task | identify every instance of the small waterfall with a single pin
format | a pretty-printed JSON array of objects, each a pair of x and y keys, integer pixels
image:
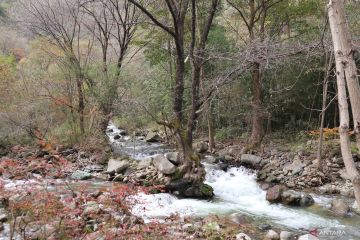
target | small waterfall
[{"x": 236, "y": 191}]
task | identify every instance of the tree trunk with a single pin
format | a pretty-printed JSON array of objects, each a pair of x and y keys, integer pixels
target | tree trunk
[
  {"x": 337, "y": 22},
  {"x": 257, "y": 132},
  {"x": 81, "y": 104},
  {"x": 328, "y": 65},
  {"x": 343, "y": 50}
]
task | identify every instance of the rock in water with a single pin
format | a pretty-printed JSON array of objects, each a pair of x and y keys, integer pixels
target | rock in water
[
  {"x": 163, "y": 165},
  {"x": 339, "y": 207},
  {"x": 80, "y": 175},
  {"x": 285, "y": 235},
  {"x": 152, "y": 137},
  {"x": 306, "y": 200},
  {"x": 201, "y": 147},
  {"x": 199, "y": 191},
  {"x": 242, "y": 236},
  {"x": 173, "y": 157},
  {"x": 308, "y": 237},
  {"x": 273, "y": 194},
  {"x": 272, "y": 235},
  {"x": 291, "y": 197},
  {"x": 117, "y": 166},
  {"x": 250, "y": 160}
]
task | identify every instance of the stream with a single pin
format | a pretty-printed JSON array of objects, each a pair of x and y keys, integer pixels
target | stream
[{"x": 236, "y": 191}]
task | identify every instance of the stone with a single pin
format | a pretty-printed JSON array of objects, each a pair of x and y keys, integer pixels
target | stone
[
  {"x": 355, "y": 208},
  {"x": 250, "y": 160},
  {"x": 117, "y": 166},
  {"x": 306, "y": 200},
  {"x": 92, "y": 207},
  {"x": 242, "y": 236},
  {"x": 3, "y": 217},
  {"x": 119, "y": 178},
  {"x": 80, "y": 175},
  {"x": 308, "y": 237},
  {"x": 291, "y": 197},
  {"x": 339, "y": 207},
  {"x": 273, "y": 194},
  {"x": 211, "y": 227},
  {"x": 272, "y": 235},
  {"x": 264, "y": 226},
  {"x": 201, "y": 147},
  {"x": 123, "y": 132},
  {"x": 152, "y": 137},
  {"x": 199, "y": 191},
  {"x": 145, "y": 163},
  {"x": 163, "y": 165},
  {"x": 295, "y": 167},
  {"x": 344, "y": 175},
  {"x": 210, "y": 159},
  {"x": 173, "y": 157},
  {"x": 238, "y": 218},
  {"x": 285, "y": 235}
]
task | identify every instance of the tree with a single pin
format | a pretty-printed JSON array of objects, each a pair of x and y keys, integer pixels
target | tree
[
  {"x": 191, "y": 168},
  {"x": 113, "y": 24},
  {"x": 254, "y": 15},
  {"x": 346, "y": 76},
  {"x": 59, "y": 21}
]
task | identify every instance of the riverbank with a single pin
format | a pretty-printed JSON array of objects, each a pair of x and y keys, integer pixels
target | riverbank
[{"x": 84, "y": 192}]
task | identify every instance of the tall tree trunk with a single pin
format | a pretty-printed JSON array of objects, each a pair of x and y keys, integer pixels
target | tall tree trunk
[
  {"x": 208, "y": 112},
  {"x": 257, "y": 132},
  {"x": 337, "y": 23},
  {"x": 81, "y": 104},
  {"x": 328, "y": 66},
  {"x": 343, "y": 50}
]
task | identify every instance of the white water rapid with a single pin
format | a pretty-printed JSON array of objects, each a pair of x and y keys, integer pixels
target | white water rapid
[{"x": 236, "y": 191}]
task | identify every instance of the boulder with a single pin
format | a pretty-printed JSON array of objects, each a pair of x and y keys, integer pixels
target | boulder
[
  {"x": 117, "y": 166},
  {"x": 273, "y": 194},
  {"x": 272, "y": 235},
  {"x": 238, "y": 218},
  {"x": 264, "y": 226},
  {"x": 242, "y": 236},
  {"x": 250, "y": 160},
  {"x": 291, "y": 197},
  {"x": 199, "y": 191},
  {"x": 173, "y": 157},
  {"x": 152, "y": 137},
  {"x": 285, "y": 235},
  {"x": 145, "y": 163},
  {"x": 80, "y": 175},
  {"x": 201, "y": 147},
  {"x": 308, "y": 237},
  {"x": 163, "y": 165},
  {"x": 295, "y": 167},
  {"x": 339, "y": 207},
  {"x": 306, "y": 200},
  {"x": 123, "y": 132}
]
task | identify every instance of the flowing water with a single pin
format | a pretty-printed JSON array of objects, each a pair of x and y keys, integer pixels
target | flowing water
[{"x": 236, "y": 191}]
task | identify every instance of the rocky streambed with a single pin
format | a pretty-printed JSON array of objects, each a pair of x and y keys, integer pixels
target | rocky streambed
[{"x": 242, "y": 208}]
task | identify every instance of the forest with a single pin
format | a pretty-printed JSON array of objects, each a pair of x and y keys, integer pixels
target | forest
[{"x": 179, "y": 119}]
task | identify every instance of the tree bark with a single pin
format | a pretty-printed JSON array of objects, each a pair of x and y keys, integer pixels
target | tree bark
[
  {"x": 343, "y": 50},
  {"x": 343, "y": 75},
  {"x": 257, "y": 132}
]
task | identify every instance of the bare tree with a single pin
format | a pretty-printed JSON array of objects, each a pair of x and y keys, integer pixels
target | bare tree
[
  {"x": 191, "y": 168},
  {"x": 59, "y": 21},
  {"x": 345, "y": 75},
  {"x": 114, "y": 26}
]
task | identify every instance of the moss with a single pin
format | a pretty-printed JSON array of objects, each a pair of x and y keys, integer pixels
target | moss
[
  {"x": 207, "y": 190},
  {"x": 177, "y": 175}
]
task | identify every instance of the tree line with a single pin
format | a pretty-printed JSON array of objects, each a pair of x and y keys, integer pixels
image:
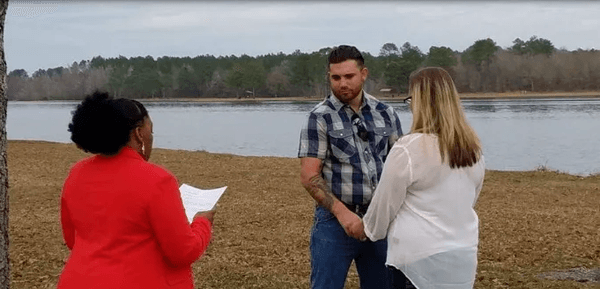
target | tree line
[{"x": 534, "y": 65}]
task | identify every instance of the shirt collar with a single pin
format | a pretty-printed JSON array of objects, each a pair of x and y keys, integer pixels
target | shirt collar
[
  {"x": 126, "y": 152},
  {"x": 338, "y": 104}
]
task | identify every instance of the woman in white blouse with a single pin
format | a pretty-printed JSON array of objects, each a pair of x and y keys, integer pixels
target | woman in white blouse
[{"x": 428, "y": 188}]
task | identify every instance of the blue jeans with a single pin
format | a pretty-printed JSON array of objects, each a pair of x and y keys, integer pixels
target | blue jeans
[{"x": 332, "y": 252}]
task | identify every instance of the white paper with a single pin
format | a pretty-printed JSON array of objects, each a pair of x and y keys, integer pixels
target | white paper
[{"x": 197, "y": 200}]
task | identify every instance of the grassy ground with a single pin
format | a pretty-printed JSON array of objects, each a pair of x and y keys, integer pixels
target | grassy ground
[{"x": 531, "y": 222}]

• **EXERCISE BRIEF**
Repeat the line that contains "task | identify every instance of the shirt", then every line after it until the records end, with nothing added.

• **SOLUTION BELOW**
task | identify every instance of the shirt collar with a single pin
format | a pretty-printed JSON array of objects, each a pair of x and y keys, integer pixels
target | shirt collar
[
  {"x": 126, "y": 152},
  {"x": 338, "y": 104}
]
task | identify every instance of the woman in white blouse with a single pin
format | a pretty-printed JSON array of objects, each a pair of x and y keys, integer pixels
target | woman in white blouse
[{"x": 428, "y": 188}]
task | identify every instance of the blue jeans with a single pin
format | a pretty-printed JSON array of objects, each a pair of x and y keys, integer pixels
target | blue jeans
[{"x": 332, "y": 252}]
task | identify every instance of the white paper with a single pin
format | a pretty-printed JSON array of objects, each a pair of x and y keys, integer pixels
target | white paper
[{"x": 197, "y": 200}]
task | identify every instance of the grassy ground with a single pin
format | a pretty-printed JSON array of objects, each a pair of x and y keys, integer pixels
target | grassy ground
[{"x": 531, "y": 222}]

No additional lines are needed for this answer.